▶ Exercise requirements: Using the material that follows, output exactly the lines from the one containing "--coords=pixels" through the one containing "GeoJSON geometry per", with both ends kept.

** Opening Material for this exercise block **

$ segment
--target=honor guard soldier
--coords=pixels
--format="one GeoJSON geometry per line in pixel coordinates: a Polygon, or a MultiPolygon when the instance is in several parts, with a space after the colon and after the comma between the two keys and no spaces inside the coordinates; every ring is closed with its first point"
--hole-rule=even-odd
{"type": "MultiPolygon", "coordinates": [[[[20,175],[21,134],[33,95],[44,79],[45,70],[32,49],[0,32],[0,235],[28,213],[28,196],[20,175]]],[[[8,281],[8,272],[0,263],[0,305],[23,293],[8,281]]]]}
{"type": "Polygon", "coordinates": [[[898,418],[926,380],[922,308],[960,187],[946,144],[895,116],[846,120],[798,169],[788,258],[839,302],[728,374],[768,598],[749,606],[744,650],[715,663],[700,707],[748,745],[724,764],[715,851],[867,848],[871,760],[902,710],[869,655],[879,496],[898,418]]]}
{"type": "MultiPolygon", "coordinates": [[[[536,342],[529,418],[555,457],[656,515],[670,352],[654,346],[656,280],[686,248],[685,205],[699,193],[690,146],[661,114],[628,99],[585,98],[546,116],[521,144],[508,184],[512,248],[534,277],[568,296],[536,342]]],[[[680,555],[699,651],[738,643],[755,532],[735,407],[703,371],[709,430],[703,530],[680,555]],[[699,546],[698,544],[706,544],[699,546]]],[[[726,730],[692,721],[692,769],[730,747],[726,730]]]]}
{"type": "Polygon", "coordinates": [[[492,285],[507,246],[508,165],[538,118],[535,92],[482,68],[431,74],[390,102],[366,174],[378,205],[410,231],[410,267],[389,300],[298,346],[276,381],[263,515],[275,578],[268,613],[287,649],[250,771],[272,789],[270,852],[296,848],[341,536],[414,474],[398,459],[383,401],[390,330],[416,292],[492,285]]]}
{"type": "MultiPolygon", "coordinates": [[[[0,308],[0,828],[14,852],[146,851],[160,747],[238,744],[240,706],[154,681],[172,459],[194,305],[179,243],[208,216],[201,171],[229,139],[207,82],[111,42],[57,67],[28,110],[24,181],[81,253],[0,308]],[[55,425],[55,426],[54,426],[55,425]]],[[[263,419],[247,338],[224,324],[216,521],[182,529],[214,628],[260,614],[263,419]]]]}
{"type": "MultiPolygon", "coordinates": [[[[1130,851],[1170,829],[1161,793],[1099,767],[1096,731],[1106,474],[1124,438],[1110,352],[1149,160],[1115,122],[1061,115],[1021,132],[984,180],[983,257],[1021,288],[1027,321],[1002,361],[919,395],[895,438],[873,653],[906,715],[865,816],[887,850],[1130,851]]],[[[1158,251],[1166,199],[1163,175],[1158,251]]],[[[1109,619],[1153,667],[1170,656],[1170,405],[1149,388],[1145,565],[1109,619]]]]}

** Closing Material for this exercise block **

▶ Task answer:
--coords=pixels
--format="one GeoJSON geometry per line in pixel coordinates: a Polygon, or a MultiPolygon when the instance is in several parts, with a space after the colon and after the comma between the two keys and no spaces inside the coordinates; every ring is closed with its first point"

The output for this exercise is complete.